[INPUT MATERIAL Boundary: Start]

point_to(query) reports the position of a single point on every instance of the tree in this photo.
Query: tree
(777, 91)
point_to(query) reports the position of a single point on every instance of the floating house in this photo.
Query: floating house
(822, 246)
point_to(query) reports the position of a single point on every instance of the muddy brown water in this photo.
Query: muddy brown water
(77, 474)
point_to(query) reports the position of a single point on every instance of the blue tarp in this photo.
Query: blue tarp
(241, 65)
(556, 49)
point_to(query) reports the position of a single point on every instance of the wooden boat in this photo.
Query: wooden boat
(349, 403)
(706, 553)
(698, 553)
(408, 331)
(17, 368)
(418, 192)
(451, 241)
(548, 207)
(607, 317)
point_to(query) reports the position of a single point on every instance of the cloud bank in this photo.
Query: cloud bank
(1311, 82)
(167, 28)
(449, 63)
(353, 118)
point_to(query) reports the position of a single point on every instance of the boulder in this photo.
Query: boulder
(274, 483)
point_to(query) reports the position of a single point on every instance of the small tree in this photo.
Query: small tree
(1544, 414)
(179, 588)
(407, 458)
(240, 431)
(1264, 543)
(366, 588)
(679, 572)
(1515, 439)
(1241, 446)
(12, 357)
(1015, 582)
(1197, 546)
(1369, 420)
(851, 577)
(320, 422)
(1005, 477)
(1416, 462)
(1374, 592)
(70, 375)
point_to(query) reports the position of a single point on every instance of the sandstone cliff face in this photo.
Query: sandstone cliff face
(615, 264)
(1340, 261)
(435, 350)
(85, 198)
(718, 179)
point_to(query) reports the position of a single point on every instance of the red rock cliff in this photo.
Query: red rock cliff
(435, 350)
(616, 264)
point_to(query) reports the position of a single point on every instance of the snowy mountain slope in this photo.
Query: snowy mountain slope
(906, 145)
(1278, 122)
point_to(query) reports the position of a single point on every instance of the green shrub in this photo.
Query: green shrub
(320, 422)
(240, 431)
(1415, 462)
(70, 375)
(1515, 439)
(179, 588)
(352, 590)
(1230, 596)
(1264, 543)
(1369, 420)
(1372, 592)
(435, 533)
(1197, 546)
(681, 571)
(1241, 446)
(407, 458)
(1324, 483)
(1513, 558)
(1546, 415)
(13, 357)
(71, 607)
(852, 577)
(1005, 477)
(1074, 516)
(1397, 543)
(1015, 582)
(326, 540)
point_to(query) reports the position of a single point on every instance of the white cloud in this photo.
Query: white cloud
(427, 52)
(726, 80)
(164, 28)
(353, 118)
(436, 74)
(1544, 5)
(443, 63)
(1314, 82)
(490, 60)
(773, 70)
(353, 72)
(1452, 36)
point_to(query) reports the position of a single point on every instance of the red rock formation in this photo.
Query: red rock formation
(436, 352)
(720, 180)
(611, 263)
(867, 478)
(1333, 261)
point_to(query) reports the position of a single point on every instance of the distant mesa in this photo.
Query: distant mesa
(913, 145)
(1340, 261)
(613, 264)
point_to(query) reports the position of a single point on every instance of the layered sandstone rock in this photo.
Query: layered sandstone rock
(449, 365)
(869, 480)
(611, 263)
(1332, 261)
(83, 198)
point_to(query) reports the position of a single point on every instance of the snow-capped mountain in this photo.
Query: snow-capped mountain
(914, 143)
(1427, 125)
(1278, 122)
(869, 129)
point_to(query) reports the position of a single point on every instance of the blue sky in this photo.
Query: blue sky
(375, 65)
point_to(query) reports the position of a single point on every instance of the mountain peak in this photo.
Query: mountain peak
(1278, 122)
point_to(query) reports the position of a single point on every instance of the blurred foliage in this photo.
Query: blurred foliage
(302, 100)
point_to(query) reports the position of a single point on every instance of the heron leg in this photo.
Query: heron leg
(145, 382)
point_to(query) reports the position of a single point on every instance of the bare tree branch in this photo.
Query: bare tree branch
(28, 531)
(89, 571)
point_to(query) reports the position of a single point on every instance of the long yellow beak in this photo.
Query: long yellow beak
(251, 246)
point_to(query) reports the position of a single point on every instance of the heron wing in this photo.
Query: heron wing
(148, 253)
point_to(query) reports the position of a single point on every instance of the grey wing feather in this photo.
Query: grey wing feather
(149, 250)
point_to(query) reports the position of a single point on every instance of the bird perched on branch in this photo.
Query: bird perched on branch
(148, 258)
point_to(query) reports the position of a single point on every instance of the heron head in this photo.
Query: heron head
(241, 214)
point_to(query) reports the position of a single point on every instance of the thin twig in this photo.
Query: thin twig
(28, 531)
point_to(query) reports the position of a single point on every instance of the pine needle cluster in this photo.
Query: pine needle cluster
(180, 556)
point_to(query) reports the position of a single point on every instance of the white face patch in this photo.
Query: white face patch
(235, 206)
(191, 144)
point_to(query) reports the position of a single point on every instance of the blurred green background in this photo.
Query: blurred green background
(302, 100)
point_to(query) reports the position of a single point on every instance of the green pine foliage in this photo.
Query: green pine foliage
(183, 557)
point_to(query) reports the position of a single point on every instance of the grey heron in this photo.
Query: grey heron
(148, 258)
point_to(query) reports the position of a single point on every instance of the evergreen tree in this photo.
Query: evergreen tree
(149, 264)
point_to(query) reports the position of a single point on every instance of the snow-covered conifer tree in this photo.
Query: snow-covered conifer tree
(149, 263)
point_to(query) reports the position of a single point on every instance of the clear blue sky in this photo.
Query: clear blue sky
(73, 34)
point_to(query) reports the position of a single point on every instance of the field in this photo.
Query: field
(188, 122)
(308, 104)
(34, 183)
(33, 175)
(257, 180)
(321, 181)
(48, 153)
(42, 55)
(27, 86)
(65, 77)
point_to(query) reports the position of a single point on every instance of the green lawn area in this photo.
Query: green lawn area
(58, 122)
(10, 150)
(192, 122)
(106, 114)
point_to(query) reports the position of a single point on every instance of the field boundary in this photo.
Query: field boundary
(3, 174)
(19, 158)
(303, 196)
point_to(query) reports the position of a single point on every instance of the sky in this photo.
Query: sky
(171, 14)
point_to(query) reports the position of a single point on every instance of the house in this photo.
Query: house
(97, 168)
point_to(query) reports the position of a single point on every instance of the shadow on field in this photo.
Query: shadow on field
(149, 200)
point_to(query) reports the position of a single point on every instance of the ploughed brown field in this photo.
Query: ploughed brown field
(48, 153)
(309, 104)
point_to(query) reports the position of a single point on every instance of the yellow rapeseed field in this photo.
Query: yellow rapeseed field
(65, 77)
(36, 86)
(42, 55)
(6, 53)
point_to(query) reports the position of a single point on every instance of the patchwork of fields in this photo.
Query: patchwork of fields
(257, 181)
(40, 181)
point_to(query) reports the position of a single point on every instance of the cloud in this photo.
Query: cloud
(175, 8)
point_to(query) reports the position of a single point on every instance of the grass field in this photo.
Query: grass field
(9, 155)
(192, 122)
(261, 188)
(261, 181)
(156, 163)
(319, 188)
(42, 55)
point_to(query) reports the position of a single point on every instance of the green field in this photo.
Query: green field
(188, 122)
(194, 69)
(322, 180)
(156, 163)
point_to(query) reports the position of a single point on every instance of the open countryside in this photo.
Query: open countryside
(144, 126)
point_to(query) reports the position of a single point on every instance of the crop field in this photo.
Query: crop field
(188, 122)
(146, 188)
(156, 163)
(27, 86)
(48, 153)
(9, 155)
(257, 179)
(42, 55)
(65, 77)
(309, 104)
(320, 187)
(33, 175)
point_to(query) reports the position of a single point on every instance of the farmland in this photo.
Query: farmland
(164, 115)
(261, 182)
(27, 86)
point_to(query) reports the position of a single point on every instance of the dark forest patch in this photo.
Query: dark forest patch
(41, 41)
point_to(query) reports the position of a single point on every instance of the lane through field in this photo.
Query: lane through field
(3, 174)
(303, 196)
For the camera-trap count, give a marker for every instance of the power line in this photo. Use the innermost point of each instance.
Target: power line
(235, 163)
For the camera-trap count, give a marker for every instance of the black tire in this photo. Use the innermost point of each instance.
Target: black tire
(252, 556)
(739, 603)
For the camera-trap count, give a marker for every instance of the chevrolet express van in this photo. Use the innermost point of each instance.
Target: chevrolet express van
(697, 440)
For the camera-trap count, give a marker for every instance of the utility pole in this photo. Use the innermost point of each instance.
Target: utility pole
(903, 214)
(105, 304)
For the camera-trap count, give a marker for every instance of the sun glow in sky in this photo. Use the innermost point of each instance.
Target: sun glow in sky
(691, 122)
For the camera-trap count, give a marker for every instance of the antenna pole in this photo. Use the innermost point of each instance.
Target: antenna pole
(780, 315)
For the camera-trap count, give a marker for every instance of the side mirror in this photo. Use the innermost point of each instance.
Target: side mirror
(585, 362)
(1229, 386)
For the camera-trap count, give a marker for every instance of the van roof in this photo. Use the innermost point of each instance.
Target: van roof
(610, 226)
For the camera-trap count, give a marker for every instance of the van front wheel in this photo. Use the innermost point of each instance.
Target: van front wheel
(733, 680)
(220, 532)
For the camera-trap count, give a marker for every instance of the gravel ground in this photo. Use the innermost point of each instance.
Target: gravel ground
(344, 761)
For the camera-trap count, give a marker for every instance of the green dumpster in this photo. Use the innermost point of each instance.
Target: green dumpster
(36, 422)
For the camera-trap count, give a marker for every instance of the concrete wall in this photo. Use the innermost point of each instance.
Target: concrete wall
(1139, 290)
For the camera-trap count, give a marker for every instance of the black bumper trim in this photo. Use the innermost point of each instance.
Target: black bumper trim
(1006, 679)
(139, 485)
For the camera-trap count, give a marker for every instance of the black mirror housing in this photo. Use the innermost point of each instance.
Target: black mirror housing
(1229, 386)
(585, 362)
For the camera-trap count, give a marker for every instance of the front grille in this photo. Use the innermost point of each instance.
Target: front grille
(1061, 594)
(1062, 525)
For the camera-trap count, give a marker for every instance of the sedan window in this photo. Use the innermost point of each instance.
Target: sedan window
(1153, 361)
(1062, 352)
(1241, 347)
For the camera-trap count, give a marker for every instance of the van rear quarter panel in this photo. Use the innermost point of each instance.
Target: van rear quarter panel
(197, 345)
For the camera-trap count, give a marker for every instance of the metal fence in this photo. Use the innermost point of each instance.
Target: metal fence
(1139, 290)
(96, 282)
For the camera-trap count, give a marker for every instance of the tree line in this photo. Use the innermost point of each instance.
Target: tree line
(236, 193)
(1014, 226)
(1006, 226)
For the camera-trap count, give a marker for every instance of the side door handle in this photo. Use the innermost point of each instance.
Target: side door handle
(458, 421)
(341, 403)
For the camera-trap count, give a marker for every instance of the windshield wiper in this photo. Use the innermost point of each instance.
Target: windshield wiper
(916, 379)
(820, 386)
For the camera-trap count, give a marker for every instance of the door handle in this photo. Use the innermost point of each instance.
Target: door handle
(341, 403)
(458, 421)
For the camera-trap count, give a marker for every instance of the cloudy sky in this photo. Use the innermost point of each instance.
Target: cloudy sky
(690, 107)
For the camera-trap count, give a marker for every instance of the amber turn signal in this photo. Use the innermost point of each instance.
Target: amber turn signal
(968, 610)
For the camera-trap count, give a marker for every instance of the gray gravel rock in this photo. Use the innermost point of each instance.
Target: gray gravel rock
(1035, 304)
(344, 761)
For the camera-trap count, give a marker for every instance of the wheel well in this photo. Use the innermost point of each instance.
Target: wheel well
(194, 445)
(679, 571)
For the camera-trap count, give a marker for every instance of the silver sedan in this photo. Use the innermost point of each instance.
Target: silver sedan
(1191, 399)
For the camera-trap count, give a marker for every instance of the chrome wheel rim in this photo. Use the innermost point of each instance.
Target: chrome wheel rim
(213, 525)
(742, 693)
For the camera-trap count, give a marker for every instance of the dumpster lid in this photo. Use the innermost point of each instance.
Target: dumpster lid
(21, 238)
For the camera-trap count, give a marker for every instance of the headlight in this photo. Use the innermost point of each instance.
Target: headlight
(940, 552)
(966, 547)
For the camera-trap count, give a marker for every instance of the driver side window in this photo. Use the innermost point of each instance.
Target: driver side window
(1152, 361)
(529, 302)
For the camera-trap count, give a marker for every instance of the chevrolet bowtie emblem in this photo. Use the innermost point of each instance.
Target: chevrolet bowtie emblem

[INPUT MATERIAL Boundary: End]

| WORK ITEM |
From the records above, return each line that includes "bowtie".

| WRITTEN ANSWER |
For the camera-trap count, give a marker for every instance of the chevrolet bowtie emblem in this photo. Use the innermost point of each instance.
Target: chevrolet bowtie emblem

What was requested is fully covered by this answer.